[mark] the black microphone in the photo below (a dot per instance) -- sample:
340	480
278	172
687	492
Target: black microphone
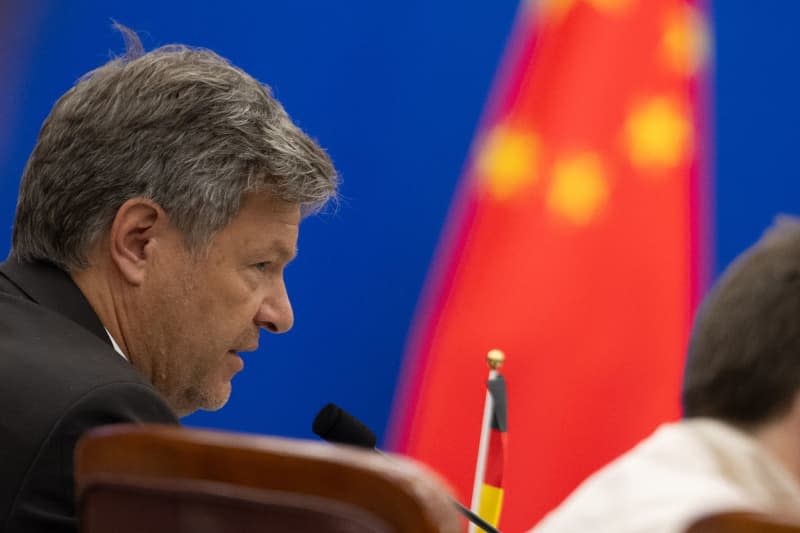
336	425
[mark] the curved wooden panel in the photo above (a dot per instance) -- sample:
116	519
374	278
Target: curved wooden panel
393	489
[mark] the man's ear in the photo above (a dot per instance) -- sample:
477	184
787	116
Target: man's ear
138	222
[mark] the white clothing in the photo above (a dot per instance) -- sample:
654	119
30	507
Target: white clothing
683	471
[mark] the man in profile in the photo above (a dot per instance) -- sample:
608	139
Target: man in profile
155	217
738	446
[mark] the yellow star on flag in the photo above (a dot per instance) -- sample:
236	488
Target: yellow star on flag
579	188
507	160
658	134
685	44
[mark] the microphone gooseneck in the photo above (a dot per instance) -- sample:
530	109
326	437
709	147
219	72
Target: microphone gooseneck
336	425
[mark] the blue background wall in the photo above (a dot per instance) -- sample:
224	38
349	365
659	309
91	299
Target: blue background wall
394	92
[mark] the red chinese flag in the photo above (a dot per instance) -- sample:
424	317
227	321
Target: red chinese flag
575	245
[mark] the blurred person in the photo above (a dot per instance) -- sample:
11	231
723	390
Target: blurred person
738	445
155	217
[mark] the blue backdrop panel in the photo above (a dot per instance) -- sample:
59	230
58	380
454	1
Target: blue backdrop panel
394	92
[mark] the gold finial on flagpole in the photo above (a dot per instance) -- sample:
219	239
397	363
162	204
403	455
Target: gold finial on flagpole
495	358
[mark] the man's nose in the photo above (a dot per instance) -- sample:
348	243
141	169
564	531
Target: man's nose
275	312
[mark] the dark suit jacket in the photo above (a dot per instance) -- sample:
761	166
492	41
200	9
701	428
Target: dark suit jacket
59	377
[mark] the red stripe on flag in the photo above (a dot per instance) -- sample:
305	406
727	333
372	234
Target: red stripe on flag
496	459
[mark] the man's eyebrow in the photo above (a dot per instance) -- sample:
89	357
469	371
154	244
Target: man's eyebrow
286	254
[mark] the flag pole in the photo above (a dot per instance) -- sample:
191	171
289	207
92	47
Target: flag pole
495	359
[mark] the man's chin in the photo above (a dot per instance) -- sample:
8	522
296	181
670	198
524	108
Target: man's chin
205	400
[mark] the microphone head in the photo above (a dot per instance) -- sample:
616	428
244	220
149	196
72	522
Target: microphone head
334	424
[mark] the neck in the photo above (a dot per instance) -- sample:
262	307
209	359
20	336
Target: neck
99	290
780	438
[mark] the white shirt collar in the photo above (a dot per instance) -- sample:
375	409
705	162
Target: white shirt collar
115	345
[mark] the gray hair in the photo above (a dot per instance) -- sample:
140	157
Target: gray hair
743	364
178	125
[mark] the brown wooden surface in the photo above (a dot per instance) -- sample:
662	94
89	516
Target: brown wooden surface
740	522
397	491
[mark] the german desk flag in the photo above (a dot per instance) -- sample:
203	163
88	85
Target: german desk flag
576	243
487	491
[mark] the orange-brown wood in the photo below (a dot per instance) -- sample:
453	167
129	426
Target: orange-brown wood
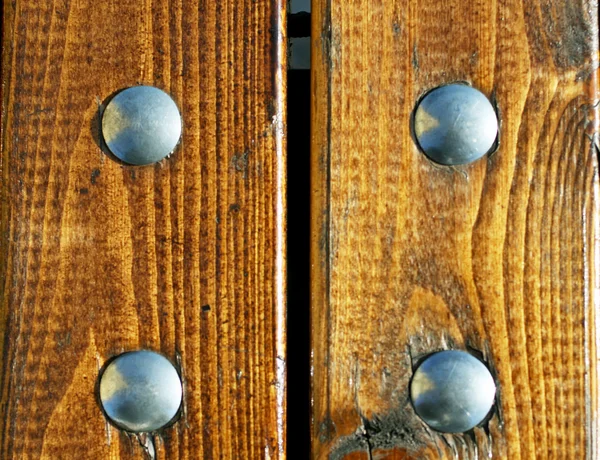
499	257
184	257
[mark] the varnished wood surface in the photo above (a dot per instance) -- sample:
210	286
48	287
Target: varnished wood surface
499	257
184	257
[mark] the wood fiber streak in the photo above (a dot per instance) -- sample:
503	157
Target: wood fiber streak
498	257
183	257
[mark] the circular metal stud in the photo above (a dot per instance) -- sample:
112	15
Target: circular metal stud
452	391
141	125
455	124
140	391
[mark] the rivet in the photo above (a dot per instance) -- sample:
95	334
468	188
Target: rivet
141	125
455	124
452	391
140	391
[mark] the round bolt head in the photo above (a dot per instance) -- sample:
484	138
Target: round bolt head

### What the task asks
Make a copy of each line in the records that has the word "below".

### Solution
[mark] the black microphone in the photo below (a dot per instance) -- sample:
[mark] the orange-brown wood in the photo below (a dot per instance) -- sample:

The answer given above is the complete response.